**EXERCISE OBJECTIVE**
Copy out the records starting at the one that contains "target: <item>metal screen</item>" and ending at the last one, changing "vertex pairs" to "coordinate pairs" and keeping everything else the same. Leave the pictures out.
====
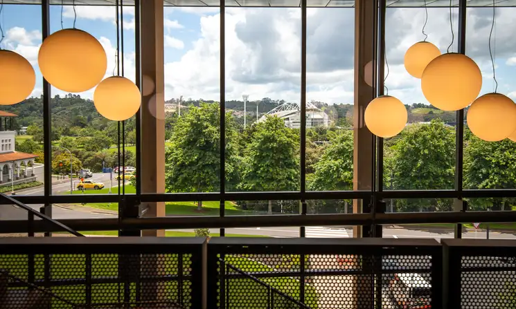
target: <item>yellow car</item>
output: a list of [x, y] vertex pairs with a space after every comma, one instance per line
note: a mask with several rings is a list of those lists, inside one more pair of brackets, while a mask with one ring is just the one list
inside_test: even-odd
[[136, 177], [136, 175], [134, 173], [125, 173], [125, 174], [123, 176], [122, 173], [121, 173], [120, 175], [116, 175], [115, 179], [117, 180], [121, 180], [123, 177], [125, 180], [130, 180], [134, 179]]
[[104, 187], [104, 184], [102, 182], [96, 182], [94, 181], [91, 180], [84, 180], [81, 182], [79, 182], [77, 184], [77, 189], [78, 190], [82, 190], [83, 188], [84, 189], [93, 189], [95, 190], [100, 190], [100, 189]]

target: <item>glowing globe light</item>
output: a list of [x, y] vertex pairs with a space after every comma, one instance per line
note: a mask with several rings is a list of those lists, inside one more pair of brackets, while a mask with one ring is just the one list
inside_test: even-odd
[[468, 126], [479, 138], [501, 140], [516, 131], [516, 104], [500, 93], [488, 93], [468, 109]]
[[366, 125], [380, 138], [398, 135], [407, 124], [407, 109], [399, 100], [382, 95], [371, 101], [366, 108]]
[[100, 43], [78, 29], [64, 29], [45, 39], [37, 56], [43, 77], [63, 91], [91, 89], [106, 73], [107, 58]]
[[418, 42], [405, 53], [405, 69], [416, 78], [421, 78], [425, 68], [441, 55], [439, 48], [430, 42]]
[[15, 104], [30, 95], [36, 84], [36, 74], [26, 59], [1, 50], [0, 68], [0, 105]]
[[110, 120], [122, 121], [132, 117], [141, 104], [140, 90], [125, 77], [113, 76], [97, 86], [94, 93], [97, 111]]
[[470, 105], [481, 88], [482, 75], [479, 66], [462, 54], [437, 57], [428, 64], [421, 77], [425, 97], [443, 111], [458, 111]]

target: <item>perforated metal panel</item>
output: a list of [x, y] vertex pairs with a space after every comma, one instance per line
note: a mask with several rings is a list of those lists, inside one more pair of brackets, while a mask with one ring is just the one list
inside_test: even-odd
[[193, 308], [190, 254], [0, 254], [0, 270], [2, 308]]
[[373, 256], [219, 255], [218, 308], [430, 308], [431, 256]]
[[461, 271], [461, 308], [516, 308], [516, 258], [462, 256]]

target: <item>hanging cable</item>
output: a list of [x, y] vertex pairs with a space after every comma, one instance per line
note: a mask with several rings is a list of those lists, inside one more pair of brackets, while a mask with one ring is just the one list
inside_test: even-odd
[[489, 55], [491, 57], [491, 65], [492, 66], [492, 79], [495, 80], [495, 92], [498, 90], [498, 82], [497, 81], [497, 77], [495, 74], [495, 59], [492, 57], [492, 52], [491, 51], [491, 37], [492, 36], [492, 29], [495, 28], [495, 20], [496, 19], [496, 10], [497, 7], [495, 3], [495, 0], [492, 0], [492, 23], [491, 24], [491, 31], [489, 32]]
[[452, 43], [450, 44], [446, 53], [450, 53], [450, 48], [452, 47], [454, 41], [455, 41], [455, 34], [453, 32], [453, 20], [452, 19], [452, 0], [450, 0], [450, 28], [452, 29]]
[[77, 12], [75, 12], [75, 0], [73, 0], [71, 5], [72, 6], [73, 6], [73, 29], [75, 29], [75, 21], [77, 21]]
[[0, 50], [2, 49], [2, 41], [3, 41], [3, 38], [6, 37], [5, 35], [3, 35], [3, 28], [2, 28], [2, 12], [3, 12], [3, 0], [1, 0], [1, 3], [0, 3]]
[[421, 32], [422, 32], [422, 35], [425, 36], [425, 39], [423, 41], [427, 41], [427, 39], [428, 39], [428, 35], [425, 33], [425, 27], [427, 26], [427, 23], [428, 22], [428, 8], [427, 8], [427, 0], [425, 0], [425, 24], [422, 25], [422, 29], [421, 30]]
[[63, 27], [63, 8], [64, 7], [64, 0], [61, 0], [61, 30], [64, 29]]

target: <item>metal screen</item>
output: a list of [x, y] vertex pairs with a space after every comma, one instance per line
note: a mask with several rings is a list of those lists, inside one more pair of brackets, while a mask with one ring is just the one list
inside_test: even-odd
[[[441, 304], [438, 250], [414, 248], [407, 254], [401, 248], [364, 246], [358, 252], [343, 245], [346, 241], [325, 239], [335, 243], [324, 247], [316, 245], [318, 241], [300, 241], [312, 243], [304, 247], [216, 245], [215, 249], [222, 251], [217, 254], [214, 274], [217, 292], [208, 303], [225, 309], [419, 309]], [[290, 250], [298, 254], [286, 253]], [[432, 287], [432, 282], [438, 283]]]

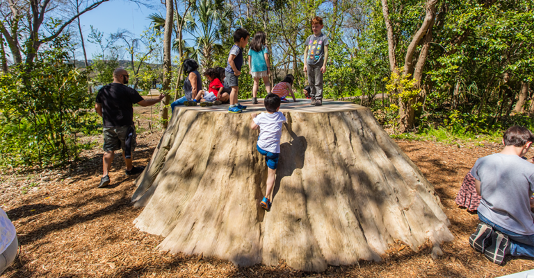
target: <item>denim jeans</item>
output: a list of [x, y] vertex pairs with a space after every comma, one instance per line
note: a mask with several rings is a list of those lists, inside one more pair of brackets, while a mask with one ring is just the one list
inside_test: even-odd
====
**WRITTEN SOLUTION**
target: <item>metal screen</item>
output: a list of [x, y] coordinate pairs with a space after every comma, one instance per line
note: a mask with several rings is a list of those lists, inside one more pair of brackets, while a mask with one ring is just the one list
inside_test: even-odd
[[[441, 304], [438, 250], [414, 248], [407, 254], [401, 248], [364, 246], [358, 252], [343, 245], [346, 241], [325, 239], [335, 243], [324, 247], [316, 245], [318, 241], [300, 241], [312, 243], [304, 247], [216, 245], [215, 249], [222, 251], [217, 254], [214, 274], [217, 292], [208, 303], [225, 309], [419, 309]], [[290, 250], [298, 254], [286, 253]], [[432, 287], [432, 282], [438, 283]]]

target: <item>denim jeans</item>
output: a list of [x, y] coordinate pairs with a space after every comma, one instance per line
note: a mask with several rings is a list of those lists, inside one more pair of brackets, while a mask with one ring is just the one list
inside_test: even-odd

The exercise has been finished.